**Exercise directions**
Convert the rows below, from the start up to and including the line with "[385,322,411,348]", into a Markdown table with the columns No. and Text, giving each line a number and skipping blank lines. Leave the pictures out of the table.

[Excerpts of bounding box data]
◇ ◇ ◇

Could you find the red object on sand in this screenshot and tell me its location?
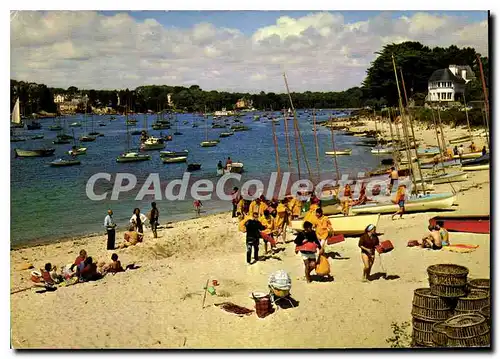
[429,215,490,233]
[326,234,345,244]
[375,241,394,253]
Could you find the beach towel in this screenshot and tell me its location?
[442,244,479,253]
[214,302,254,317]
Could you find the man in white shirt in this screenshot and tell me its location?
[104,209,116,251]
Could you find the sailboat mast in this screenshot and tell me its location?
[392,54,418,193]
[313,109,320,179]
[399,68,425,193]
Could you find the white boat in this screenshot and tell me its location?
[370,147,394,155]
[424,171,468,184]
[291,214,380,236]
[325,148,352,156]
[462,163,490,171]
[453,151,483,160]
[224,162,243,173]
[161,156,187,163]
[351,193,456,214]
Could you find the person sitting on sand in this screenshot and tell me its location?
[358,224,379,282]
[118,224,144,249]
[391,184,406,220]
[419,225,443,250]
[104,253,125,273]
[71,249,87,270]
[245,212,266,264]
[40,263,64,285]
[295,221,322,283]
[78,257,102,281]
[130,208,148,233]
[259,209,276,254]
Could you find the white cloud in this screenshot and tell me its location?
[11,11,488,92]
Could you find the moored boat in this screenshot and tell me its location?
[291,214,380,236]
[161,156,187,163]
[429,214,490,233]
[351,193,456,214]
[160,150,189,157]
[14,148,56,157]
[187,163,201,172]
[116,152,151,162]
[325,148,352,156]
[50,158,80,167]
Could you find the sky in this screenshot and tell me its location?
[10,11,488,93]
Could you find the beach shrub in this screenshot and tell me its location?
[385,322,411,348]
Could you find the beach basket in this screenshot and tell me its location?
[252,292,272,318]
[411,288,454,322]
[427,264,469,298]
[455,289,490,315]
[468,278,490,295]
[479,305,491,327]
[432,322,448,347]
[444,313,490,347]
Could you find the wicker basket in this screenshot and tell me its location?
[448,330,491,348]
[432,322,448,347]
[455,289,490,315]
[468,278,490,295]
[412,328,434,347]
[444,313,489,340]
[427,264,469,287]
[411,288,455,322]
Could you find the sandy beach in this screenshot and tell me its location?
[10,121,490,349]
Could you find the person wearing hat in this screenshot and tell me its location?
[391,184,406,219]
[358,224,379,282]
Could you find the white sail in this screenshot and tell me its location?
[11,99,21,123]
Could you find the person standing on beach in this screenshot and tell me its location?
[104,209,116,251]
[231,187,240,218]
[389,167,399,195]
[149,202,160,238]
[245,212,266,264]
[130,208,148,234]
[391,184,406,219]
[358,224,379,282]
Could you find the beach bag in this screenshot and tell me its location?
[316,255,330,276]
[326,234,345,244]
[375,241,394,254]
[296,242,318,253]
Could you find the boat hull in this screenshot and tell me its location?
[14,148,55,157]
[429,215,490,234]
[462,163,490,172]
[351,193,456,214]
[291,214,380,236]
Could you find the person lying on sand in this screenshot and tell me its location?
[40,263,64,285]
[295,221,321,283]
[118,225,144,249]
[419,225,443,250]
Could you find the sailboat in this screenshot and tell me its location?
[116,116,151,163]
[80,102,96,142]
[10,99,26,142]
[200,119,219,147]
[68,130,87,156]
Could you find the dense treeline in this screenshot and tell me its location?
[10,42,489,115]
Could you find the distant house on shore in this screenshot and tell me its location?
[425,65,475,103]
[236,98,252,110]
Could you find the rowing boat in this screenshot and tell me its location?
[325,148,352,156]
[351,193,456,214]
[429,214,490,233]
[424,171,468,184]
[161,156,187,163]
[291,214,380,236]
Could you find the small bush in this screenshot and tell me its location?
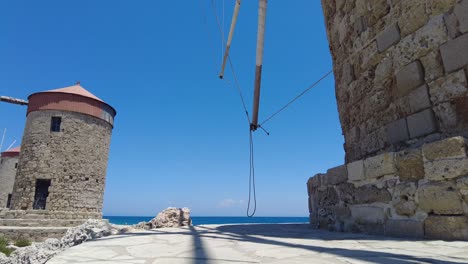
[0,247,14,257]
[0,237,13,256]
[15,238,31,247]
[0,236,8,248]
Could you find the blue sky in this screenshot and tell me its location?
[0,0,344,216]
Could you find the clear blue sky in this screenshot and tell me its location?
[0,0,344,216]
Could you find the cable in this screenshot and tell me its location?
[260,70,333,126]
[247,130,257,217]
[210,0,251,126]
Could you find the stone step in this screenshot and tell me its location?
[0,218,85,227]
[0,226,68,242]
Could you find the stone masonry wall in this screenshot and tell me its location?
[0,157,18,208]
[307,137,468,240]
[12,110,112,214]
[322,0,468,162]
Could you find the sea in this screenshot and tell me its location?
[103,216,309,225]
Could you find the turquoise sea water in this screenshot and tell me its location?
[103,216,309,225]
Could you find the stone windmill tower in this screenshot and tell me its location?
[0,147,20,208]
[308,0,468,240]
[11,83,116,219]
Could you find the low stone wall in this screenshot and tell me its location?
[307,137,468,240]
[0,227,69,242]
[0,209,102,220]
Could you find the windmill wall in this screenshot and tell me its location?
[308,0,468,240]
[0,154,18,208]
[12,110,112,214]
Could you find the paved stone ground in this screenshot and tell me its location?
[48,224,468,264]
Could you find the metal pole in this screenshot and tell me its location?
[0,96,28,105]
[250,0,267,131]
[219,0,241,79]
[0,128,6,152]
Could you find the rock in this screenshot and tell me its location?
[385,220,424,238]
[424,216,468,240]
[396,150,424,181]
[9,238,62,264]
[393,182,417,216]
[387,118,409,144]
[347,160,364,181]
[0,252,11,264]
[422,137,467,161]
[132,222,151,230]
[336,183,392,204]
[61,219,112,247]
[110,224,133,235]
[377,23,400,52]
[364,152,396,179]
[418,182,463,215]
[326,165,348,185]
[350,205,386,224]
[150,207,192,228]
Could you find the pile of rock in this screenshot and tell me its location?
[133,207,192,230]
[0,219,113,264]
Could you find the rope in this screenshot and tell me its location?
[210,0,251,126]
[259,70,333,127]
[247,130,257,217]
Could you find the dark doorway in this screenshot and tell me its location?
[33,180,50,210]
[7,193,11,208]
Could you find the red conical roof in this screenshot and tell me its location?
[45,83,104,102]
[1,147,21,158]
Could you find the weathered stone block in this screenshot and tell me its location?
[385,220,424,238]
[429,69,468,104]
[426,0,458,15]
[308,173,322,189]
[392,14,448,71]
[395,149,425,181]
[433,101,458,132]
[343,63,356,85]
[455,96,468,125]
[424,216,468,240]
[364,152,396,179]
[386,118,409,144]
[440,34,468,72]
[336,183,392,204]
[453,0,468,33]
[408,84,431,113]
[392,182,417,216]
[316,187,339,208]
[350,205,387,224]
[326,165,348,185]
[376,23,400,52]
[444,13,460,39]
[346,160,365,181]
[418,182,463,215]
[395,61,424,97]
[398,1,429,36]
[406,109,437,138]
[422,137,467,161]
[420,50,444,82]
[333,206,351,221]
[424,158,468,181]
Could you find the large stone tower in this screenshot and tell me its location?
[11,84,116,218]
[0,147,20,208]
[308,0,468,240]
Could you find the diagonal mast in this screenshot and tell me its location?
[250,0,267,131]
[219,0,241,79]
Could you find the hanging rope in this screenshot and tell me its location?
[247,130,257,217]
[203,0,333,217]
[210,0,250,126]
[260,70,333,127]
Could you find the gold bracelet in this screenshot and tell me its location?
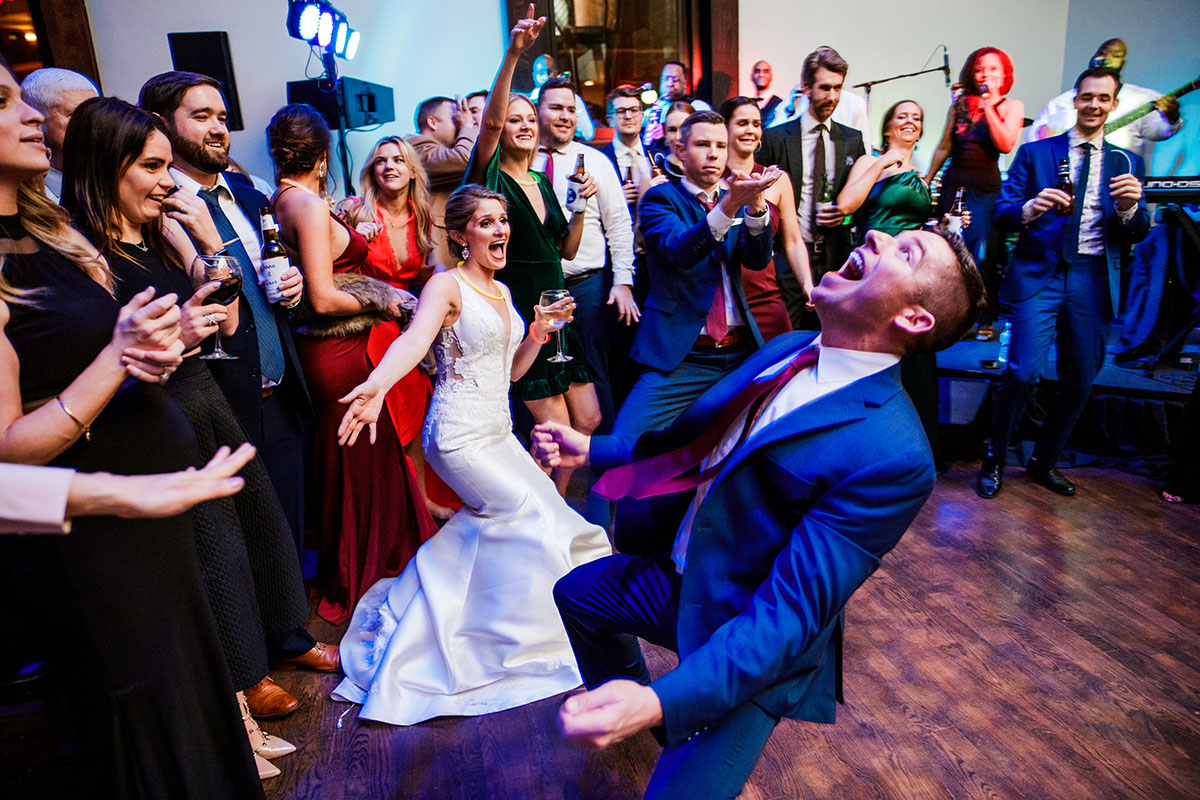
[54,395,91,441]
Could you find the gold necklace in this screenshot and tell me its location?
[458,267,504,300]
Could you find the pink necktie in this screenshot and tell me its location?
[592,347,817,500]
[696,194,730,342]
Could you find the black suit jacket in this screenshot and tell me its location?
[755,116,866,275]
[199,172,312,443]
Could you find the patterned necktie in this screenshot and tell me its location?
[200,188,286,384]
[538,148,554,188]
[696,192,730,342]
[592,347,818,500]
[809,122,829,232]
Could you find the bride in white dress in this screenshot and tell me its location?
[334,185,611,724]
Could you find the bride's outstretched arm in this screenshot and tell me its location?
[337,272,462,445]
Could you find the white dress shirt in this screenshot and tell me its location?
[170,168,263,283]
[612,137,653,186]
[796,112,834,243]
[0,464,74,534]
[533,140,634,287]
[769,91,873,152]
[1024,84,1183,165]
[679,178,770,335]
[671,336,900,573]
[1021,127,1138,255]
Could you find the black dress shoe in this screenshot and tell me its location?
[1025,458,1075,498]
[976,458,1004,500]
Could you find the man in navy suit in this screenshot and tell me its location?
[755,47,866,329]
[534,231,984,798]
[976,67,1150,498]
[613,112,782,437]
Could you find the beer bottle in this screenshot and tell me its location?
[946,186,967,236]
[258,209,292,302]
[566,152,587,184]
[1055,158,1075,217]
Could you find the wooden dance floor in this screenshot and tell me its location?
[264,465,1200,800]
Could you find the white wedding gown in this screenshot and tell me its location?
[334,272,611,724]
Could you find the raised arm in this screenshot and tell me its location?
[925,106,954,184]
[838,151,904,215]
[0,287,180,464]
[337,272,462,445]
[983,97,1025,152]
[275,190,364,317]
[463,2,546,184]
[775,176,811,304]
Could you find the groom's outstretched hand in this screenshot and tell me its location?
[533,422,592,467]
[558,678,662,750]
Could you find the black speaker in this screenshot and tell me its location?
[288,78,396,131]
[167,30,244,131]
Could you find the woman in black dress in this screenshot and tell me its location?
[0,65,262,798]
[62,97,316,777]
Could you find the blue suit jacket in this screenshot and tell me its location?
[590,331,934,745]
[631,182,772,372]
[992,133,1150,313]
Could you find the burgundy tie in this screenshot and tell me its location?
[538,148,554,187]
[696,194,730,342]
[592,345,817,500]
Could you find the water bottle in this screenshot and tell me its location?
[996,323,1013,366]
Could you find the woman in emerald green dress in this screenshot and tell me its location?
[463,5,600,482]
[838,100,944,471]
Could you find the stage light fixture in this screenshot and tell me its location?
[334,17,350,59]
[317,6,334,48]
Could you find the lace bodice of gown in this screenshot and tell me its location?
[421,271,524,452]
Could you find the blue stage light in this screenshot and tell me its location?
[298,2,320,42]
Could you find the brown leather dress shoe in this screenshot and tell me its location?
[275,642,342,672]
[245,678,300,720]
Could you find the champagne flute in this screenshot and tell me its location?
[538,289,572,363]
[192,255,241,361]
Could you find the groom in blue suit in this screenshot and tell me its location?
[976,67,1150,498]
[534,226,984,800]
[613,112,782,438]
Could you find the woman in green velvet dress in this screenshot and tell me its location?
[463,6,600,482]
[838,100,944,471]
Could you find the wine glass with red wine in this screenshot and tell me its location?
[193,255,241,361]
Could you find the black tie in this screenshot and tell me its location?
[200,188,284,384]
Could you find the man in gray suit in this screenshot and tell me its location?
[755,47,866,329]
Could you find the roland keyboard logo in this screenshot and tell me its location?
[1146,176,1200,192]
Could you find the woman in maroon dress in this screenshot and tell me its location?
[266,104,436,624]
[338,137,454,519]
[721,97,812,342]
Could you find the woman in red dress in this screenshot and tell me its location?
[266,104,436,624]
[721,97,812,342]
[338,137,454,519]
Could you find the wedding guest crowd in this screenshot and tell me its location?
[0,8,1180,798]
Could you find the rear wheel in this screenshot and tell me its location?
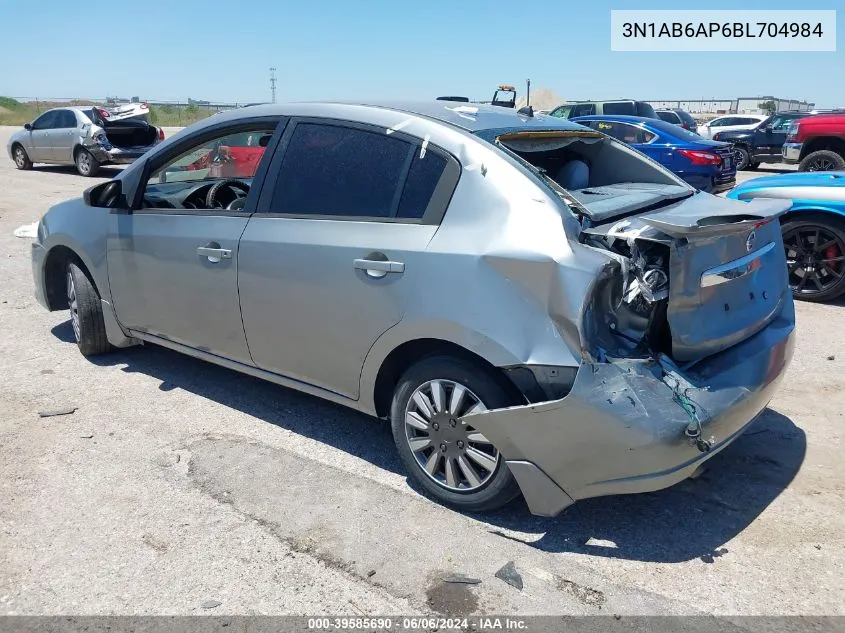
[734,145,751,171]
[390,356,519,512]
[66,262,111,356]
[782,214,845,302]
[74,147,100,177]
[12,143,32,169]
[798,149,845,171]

◇ ◇ ◇

**Complete output**
| No. | Text |
|---|---|
| 1 | Could you find the red object on sand in this screenshot and tell me its location? |
| 2 | [429,215,490,233] |
| 3 | [326,234,345,244] |
| 4 | [375,241,394,253] |
| 5 | Could you find the beach towel in this screenshot and tell me its location? |
| 6 | [442,244,479,253] |
| 7 | [214,302,254,317] |
| 8 | Could you find the man in white shirt in this screenshot and tell me its location? |
| 9 | [104,209,116,251] |
| 10 | Could you find the sailboat mast in this screenshot and tell me its location? |
| 11 | [392,54,418,193] |
| 12 | [313,109,320,179] |
| 13 | [399,68,425,193] |
| 14 | Could you find the white boat in this screenshot and tell me its location? |
| 15 | [370,147,394,155] |
| 16 | [424,171,468,184] |
| 17 | [291,214,380,236] |
| 18 | [325,148,352,156] |
| 19 | [462,163,490,171] |
| 20 | [453,151,483,160] |
| 21 | [224,162,243,173] |
| 22 | [161,156,187,163] |
| 23 | [351,193,456,214] |
| 24 | Could you find the person sitting on sand in this screenshot and tell me its location? |
| 25 | [358,224,379,282] |
| 26 | [118,224,144,249] |
| 27 | [391,184,406,220] |
| 28 | [419,225,443,250] |
| 29 | [104,253,125,273] |
| 30 | [71,249,87,270] |
| 31 | [245,212,266,264] |
| 32 | [40,263,64,285] |
| 33 | [295,221,322,283] |
| 34 | [78,257,102,281] |
| 35 | [130,208,148,233] |
| 36 | [259,209,276,254] |
| 37 | Could you find the white cloud in this screenshot and tell me its location? |
| 38 | [11,11,488,92] |
| 39 | Could you find the moored boat in this screenshot and tell me its location? |
| 40 | [291,214,380,236] |
| 41 | [161,156,187,163] |
| 42 | [429,214,490,233] |
| 43 | [351,193,456,214] |
| 44 | [160,150,189,157] |
| 45 | [14,148,56,157] |
| 46 | [187,163,201,172] |
| 47 | [116,152,151,162] |
| 48 | [325,148,352,156] |
| 49 | [50,158,80,167] |
| 50 | Could you find the sky in this screenshot and tell me its location? |
| 51 | [10,11,488,93] |
| 52 | Could you find the beach shrub in this screenshot and tell me its location? |
| 53 | [385,322,411,348] |